Output the line that contains "Target: yellow flower" and every line after it to the end of the entries, with nothing added or left out.

##############################

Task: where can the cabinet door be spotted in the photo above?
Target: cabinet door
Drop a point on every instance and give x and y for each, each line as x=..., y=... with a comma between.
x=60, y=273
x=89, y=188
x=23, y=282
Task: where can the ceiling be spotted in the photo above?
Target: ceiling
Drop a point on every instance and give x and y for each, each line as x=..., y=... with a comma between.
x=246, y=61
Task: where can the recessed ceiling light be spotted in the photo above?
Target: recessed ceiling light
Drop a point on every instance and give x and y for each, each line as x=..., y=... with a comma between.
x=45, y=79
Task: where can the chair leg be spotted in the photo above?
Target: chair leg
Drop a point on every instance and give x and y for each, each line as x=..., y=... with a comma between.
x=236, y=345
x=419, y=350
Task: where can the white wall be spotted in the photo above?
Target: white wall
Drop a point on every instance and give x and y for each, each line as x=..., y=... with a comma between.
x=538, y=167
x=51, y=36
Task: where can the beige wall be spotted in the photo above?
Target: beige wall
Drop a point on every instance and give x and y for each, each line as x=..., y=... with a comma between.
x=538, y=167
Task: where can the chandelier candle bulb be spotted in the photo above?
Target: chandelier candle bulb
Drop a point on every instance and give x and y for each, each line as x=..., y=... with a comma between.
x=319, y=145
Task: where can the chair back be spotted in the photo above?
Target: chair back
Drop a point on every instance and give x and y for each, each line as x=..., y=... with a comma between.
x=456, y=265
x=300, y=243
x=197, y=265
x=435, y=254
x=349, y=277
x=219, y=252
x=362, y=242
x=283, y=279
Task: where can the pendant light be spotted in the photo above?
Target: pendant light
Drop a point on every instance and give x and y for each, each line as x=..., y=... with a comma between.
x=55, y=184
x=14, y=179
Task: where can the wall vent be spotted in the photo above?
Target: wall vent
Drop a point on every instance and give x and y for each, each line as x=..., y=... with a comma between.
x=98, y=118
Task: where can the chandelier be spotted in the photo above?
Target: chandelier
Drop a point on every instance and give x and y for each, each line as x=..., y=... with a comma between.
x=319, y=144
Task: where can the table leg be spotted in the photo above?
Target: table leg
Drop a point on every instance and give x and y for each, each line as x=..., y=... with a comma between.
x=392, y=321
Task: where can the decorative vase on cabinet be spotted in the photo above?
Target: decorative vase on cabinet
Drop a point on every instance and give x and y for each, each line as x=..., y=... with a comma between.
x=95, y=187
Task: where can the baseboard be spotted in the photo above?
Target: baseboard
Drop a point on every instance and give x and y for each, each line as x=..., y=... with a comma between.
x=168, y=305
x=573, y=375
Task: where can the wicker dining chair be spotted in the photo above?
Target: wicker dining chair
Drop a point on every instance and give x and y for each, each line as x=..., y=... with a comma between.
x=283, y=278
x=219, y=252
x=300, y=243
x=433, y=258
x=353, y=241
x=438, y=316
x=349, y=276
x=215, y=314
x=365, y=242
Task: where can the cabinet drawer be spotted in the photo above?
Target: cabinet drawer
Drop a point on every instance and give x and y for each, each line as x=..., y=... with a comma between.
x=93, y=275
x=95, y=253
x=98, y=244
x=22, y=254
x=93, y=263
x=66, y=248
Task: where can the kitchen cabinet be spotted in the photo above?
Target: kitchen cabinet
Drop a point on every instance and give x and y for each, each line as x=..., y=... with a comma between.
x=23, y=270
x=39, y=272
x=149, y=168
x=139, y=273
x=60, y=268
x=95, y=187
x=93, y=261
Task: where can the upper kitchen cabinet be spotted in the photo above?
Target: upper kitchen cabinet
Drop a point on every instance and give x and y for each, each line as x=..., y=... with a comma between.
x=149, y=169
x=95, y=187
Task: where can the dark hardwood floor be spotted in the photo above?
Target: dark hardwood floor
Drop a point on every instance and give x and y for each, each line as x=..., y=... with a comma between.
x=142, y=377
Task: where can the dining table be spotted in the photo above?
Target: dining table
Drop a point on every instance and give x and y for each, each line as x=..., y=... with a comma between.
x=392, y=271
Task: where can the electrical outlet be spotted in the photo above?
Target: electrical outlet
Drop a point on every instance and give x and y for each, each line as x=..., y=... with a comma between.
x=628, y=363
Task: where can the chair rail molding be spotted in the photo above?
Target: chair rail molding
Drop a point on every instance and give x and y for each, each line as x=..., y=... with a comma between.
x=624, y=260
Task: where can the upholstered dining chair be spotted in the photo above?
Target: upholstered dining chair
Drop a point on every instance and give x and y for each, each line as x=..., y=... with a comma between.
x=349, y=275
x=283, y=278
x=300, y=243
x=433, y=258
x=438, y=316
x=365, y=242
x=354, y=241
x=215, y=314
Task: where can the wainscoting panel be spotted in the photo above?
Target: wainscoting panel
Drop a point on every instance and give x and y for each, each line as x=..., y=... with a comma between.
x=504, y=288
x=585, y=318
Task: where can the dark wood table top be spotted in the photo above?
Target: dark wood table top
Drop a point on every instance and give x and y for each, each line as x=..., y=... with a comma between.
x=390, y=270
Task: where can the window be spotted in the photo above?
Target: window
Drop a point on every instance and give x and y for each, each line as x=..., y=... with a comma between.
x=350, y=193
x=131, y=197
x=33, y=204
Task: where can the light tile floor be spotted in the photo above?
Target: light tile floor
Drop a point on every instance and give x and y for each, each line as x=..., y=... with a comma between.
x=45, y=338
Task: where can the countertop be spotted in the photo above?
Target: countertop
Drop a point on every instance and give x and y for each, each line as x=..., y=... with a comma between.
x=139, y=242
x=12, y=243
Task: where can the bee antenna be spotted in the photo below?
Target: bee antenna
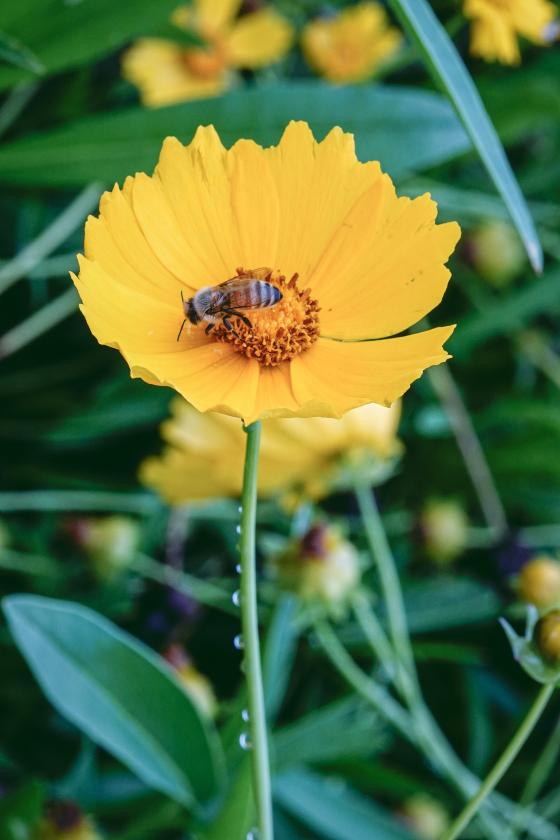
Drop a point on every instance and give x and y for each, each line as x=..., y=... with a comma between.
x=182, y=325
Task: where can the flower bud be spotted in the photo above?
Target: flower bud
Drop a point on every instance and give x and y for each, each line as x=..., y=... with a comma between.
x=196, y=685
x=496, y=253
x=4, y=535
x=547, y=635
x=64, y=820
x=320, y=567
x=443, y=525
x=425, y=816
x=109, y=543
x=539, y=581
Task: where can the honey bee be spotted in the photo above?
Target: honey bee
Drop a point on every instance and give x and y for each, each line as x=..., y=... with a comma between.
x=235, y=296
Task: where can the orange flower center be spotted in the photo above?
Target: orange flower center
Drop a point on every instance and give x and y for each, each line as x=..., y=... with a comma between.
x=277, y=333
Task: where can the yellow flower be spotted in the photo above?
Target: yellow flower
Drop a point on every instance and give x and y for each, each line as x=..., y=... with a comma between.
x=496, y=25
x=167, y=72
x=361, y=264
x=350, y=46
x=299, y=457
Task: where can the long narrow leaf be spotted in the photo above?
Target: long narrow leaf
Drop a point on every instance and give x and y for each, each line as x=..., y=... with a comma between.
x=448, y=69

##############################

> **FINISHED TASK**:
Target: yellow flower
Drop a point on every instance and give x and y for each, each line as x=..., y=... with a comma between.
x=496, y=25
x=167, y=72
x=361, y=264
x=350, y=46
x=299, y=457
Task: where can the long narrow leaf be spotted in the photo above?
Target: long narrow leaf
Drop a point on every instance and give x and y for each, each line as x=..., y=... with a comma between.
x=448, y=69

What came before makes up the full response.